◆ **CHALLENGE**:
Copy out all of the records below, reproducing every line without any change.
[start]
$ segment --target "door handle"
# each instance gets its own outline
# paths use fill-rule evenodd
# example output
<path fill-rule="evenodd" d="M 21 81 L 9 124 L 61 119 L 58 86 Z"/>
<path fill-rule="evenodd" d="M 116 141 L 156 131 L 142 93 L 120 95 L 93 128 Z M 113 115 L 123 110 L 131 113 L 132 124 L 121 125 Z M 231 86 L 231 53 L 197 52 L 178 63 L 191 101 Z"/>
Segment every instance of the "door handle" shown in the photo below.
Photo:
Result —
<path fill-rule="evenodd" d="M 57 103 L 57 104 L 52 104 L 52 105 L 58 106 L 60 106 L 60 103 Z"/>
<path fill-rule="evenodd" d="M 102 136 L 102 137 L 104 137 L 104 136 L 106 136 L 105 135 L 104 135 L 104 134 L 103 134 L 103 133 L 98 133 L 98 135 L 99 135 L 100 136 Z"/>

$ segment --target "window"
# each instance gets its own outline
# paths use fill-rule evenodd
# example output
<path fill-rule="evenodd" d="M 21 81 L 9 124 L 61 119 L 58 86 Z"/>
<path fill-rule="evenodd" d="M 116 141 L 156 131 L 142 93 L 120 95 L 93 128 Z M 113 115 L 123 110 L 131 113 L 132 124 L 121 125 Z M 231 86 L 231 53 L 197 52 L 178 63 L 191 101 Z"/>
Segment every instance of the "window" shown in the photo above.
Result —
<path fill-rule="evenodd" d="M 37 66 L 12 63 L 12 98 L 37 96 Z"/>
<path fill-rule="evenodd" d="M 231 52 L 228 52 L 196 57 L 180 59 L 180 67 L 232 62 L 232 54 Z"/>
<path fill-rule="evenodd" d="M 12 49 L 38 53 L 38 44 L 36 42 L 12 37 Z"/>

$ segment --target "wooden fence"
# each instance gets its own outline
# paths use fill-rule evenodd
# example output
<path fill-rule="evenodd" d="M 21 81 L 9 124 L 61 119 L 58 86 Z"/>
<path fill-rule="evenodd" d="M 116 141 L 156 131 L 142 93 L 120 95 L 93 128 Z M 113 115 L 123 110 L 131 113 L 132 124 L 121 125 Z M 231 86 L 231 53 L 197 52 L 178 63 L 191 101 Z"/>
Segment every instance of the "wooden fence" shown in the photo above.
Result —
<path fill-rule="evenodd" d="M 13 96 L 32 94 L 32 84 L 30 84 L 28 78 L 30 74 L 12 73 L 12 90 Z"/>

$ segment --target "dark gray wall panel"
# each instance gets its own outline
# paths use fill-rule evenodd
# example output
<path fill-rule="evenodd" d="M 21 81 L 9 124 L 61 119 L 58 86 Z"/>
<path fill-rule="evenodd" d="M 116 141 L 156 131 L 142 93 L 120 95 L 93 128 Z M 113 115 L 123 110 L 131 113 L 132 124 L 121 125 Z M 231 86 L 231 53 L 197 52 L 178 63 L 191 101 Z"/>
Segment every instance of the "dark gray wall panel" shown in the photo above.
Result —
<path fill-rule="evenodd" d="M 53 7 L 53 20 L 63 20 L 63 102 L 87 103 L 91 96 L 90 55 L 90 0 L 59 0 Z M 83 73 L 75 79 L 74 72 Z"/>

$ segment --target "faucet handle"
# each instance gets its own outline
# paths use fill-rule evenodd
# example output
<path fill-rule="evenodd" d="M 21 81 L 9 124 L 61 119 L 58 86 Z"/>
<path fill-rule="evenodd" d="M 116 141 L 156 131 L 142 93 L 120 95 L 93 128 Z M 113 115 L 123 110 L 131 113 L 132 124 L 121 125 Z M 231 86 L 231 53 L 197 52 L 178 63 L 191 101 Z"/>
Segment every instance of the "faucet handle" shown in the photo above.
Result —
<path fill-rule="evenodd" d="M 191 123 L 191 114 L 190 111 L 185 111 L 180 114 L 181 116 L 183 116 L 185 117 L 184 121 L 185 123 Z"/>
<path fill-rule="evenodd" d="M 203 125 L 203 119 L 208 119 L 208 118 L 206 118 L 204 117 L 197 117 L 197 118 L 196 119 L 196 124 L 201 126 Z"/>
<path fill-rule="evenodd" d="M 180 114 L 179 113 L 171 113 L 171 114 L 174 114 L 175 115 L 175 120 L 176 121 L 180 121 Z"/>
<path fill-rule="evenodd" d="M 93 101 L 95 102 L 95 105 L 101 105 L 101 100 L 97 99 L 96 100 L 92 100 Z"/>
[end]
◆ **SOLVED PROBLEM**:
$ segment --target "door handle"
# each instance gets its own outline
# paths use fill-rule evenodd
# example output
<path fill-rule="evenodd" d="M 21 81 L 9 124 L 61 119 L 58 86 Z"/>
<path fill-rule="evenodd" d="M 116 141 L 156 131 L 142 93 L 120 95 L 93 128 Z M 113 115 L 123 110 L 131 113 L 132 124 L 121 125 Z M 231 86 L 231 53 L 197 52 L 178 63 L 191 101 Z"/>
Segment every instance of the "door handle" shown in the photo below.
Photo:
Result —
<path fill-rule="evenodd" d="M 57 103 L 57 104 L 52 104 L 52 105 L 58 106 L 60 106 L 60 103 Z"/>
<path fill-rule="evenodd" d="M 102 136 L 102 137 L 104 137 L 104 136 L 106 136 L 105 135 L 104 135 L 104 134 L 103 134 L 103 133 L 98 133 L 98 135 L 99 135 L 100 136 Z"/>

$ segment --target "window"
# each instance gets its own outline
# paths use fill-rule evenodd
# example output
<path fill-rule="evenodd" d="M 21 81 L 9 124 L 61 119 L 58 86 Z"/>
<path fill-rule="evenodd" d="M 116 141 L 156 131 L 142 93 L 120 95 L 93 128 Z M 113 115 L 123 110 L 131 113 L 132 124 L 121 125 Z M 231 86 L 231 53 L 197 52 L 178 63 L 191 101 Z"/>
Segment every instance of the "window" shown in the photo above.
Result —
<path fill-rule="evenodd" d="M 37 66 L 12 63 L 12 98 L 37 96 Z"/>
<path fill-rule="evenodd" d="M 231 52 L 228 52 L 196 57 L 180 59 L 180 67 L 232 62 L 232 54 Z"/>
<path fill-rule="evenodd" d="M 12 49 L 38 53 L 38 44 L 36 42 L 12 37 Z"/>

$ segment --target "wooden fence"
# each instance gets its own outline
# paths use fill-rule evenodd
# example output
<path fill-rule="evenodd" d="M 21 81 L 9 124 L 61 119 L 58 86 Z"/>
<path fill-rule="evenodd" d="M 116 141 L 156 131 L 142 93 L 120 95 L 93 128 Z M 113 115 L 123 110 L 131 113 L 132 124 L 121 125 Z M 231 86 L 231 53 L 197 52 L 178 63 L 191 101 Z"/>
Segment every instance of the "wooden fence" shown in the photo above.
Result —
<path fill-rule="evenodd" d="M 13 96 L 32 94 L 32 84 L 30 84 L 28 78 L 30 74 L 12 73 L 12 90 Z"/>

$ segment --target "dark gray wall panel"
# each instance gets its own outline
# paths use fill-rule evenodd
# example output
<path fill-rule="evenodd" d="M 21 81 L 9 124 L 61 119 L 58 86 Z"/>
<path fill-rule="evenodd" d="M 116 141 L 156 131 L 142 93 L 120 95 L 93 128 Z M 113 115 L 123 110 L 131 113 L 132 124 L 121 125 Z M 231 86 L 231 53 L 197 52 L 178 63 L 191 101 Z"/>
Segment every instance of the "dark gray wall panel" shown in the photo above.
Result —
<path fill-rule="evenodd" d="M 53 7 L 53 20 L 63 20 L 63 102 L 87 103 L 91 96 L 90 55 L 90 0 L 59 0 Z M 83 73 L 75 79 L 74 72 Z"/>

$ segment --target "faucet handle"
# each instance gets its own outline
# paths use fill-rule evenodd
# example output
<path fill-rule="evenodd" d="M 21 81 L 9 124 L 61 119 L 58 86 Z"/>
<path fill-rule="evenodd" d="M 116 141 L 156 131 L 142 93 L 120 95 L 93 128 Z M 113 115 L 123 110 L 131 113 L 132 124 L 121 125 Z M 231 86 L 231 53 L 197 52 L 178 63 L 191 101 Z"/>
Segment every instance of the "faucet handle" shown in the photo above.
Result —
<path fill-rule="evenodd" d="M 191 123 L 191 114 L 190 111 L 185 111 L 180 114 L 181 116 L 183 116 L 185 117 L 184 121 L 185 123 Z"/>
<path fill-rule="evenodd" d="M 203 125 L 203 119 L 208 119 L 208 118 L 206 118 L 204 117 L 197 117 L 197 118 L 196 119 L 196 124 L 201 126 Z"/>
<path fill-rule="evenodd" d="M 180 114 L 179 113 L 171 113 L 171 114 L 174 114 L 175 115 L 175 120 L 176 121 L 180 121 Z"/>
<path fill-rule="evenodd" d="M 93 101 L 95 102 L 95 105 L 101 105 L 101 100 L 97 99 L 96 100 L 92 100 Z"/>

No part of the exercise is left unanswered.